[PROBLEM REQUIREMENTS]: Reproduce the data from the line with "Above is an image. Your task is to detect biceps" up to and including the line with "[219,0,309,93]", leaving the requests as they are and scaling every bounding-box coordinate in the answers by 1.35, rounded to a whole number with halves going up. Output only those lines.

[DATASET EXTRACT]:

----------------

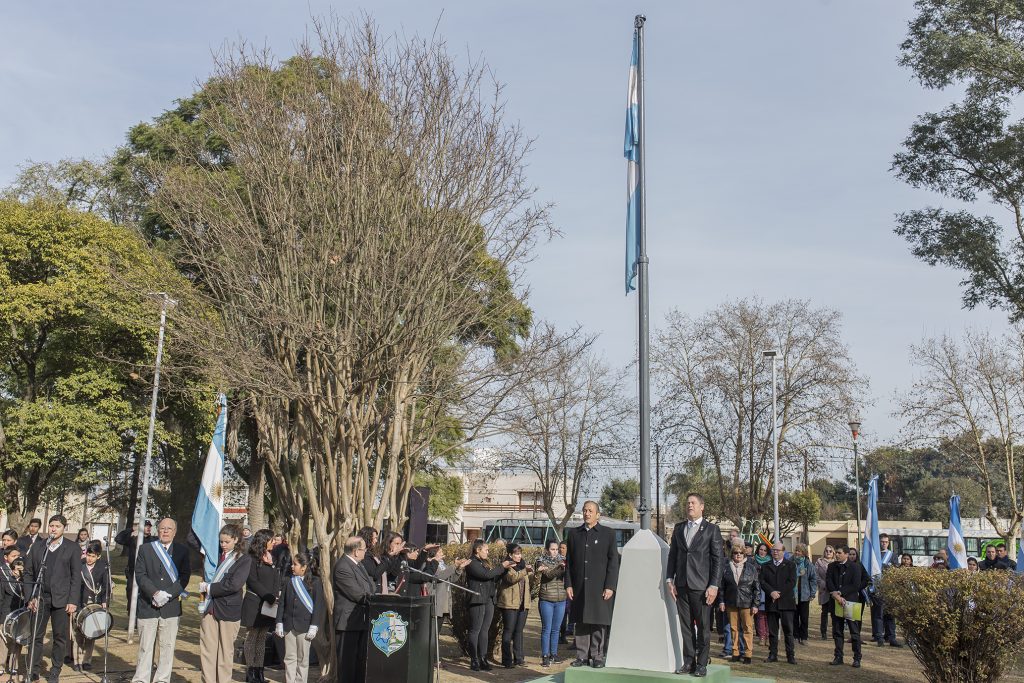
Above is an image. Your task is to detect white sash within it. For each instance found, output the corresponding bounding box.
[199,553,236,614]
[292,577,313,614]
[150,541,178,583]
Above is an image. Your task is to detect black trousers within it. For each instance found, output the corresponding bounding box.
[793,601,811,640]
[871,598,896,643]
[833,614,860,660]
[821,596,836,638]
[676,586,711,669]
[502,609,526,665]
[469,600,495,663]
[768,609,797,657]
[26,591,69,677]
[334,630,370,683]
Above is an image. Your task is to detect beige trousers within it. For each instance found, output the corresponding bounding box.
[131,616,180,683]
[199,614,242,683]
[285,631,310,683]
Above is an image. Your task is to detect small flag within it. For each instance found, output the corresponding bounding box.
[860,474,882,578]
[946,496,967,569]
[191,394,227,583]
[623,31,640,294]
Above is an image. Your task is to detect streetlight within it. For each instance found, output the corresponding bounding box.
[850,420,860,551]
[763,351,782,543]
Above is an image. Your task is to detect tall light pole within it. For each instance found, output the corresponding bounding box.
[850,420,860,552]
[764,351,782,543]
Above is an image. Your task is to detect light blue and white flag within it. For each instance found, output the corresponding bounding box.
[860,474,882,579]
[623,31,640,294]
[191,394,227,583]
[946,496,967,569]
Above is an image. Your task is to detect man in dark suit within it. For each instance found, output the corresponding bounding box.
[24,515,82,681]
[332,536,374,683]
[825,546,867,669]
[761,541,797,664]
[563,501,618,669]
[666,494,723,677]
[132,517,191,683]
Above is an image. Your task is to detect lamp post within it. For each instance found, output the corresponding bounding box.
[850,420,860,551]
[763,351,782,543]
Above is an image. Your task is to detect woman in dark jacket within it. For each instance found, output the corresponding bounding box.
[466,539,512,671]
[242,528,281,683]
[719,545,761,664]
[199,524,252,683]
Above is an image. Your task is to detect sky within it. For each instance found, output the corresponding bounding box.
[0,0,1007,458]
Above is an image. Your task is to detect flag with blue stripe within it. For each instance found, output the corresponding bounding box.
[191,394,227,583]
[946,496,967,569]
[623,31,640,294]
[860,474,882,579]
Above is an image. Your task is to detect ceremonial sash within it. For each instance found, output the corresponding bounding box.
[150,541,179,583]
[292,577,313,614]
[199,553,237,614]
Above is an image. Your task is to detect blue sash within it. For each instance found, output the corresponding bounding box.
[292,577,313,614]
[199,553,238,614]
[150,541,178,583]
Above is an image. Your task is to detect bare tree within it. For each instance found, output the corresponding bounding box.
[144,13,549,602]
[496,325,636,533]
[899,329,1024,542]
[652,299,865,525]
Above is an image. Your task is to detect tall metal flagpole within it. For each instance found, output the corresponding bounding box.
[633,14,650,529]
[128,292,176,643]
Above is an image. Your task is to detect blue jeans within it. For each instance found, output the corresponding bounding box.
[538,600,565,656]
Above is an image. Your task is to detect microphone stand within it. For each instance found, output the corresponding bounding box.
[401,560,477,683]
[99,537,114,683]
[26,537,53,679]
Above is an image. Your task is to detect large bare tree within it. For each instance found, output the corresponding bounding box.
[652,299,864,525]
[142,14,550,598]
[493,325,636,533]
[899,329,1024,541]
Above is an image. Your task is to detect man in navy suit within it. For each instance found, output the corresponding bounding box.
[131,517,191,683]
[666,494,723,677]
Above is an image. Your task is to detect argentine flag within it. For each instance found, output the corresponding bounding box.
[193,394,227,583]
[623,31,640,294]
[860,474,882,579]
[946,496,967,569]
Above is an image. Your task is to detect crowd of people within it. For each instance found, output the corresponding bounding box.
[0,505,1016,683]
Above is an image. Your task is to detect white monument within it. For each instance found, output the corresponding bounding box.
[606,529,683,674]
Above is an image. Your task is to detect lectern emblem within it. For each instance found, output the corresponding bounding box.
[370,611,409,656]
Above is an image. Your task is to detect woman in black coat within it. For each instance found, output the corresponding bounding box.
[466,539,512,671]
[242,528,282,683]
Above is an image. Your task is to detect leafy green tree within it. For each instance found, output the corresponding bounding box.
[601,479,640,521]
[0,200,193,525]
[892,0,1024,321]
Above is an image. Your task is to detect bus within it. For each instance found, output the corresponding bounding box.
[480,518,640,549]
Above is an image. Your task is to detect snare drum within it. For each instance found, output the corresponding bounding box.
[3,607,32,645]
[75,603,114,640]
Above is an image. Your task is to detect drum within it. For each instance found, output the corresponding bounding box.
[3,607,32,645]
[75,603,114,640]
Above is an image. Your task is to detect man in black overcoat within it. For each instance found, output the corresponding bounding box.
[665,494,724,676]
[761,541,797,664]
[564,501,618,669]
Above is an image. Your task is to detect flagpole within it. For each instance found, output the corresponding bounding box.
[633,14,650,529]
[128,292,177,643]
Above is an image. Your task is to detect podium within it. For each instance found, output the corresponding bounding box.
[367,595,434,683]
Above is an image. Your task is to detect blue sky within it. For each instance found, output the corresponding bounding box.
[0,0,1006,454]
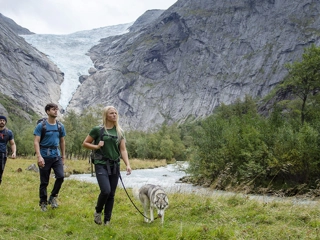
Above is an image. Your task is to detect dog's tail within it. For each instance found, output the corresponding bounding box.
[132,187,140,200]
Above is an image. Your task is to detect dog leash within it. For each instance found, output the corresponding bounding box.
[119,171,158,221]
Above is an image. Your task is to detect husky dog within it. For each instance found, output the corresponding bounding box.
[133,184,169,224]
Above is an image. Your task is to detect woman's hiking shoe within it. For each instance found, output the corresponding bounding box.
[40,202,47,212]
[48,196,59,208]
[94,212,102,225]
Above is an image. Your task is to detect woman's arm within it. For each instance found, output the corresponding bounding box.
[120,139,132,175]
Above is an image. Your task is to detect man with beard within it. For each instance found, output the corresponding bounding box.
[33,103,66,211]
[0,116,16,185]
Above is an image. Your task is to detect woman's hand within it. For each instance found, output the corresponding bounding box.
[127,166,132,175]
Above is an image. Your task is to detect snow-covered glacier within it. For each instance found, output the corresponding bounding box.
[21,23,132,109]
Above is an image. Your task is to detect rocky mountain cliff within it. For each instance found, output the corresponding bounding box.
[0,18,63,117]
[67,0,320,130]
[0,13,34,35]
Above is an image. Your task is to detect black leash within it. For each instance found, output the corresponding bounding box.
[119,171,158,221]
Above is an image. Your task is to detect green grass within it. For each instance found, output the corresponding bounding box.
[0,159,320,240]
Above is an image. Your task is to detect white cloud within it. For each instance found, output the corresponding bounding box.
[0,0,177,34]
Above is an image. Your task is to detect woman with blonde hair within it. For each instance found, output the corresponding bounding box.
[82,106,131,225]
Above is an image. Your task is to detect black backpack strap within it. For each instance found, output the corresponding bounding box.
[40,118,62,142]
[40,119,47,142]
[100,127,105,141]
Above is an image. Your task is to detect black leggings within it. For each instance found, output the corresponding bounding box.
[95,164,119,222]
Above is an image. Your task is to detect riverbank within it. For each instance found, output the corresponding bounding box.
[0,159,320,240]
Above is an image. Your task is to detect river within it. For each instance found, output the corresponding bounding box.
[68,162,319,204]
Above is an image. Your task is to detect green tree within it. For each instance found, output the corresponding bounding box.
[280,44,320,125]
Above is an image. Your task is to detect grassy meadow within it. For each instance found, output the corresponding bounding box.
[0,159,320,240]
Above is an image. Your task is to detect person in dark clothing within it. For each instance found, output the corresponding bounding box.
[83,106,131,225]
[0,116,17,185]
[33,103,66,212]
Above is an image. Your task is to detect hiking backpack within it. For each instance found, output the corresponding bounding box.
[37,118,62,142]
[0,127,9,143]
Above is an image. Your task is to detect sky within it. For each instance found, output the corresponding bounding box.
[0,0,177,34]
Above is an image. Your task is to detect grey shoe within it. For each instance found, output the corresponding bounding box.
[48,196,59,208]
[94,212,102,225]
[40,202,47,212]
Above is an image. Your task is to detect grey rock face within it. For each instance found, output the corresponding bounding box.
[0,13,34,35]
[68,0,320,130]
[0,19,63,115]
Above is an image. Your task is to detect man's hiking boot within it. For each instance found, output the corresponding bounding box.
[94,212,102,225]
[40,202,47,212]
[48,196,59,208]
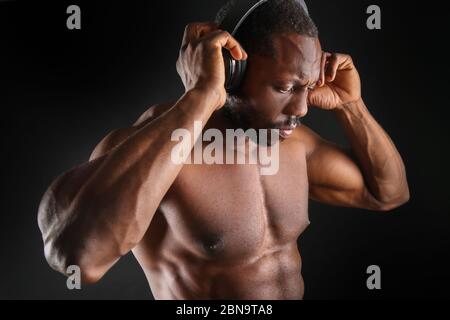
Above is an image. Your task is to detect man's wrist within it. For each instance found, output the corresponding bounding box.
[189,86,226,111]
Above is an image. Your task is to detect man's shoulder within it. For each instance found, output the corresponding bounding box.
[293,124,323,157]
[133,101,176,129]
[89,102,175,160]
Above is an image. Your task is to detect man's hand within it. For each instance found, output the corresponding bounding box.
[177,23,247,109]
[308,52,361,110]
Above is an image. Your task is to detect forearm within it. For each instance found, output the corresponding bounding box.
[335,99,409,203]
[53,91,219,274]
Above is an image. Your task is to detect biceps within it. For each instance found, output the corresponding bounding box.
[308,143,379,209]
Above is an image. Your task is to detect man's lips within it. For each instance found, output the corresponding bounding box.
[277,125,297,139]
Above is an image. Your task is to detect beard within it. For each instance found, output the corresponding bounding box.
[223,94,302,130]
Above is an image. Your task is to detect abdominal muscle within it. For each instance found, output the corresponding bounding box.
[135,242,304,300]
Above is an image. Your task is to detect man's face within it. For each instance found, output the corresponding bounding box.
[235,33,322,138]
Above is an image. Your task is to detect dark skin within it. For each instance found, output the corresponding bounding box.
[39,23,409,299]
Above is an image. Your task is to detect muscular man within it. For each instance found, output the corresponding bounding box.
[39,0,409,299]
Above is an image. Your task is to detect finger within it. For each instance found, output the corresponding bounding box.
[208,30,248,60]
[325,54,341,82]
[317,52,331,87]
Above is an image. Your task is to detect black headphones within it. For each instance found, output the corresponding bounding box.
[219,0,309,93]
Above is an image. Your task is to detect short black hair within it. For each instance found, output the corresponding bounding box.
[215,0,319,56]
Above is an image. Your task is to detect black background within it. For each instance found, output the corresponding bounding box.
[0,0,450,299]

----------------

[ANSWER TO THE PROBLEM]:
Above is an image. Your task is to detect biceps within it. For each instance found, output the corresponding bounding box.
[416,193,512,282]
Above is an image. Your task is to detect man's lips within it. For each instance found, output the corresponding bounding box.
[374,169,401,188]
Above is an image. Your task is to detect beard within it. For each instance found, output the corresponding bounding box.
[301,127,408,176]
Above is an image. Your task is to detect abdominal muscle within it. For each instance found, output the corresponding bounding box.
[182,327,410,405]
Above is an image. Your task is to detect man's face within it. For each instance found, output the corresponding bounding box.
[317,45,435,186]
Above is an image. Your task is to detect dark skin within it. For each instance found, output the corresponding bounding box.
[53,31,552,404]
Above is an image. Your task is to detect muscular man within it. For each instance found, output the corresponding bounding box.
[53,0,552,404]
Above is an image. Your task is to detect finger within it. For each instance found, output the corresponding bounding box.
[281,41,335,81]
[439,73,460,111]
[428,70,447,117]
Above is an image. Your task is to detect black headphones within it. For each instance found, output the corresponding bounding box.
[296,0,417,126]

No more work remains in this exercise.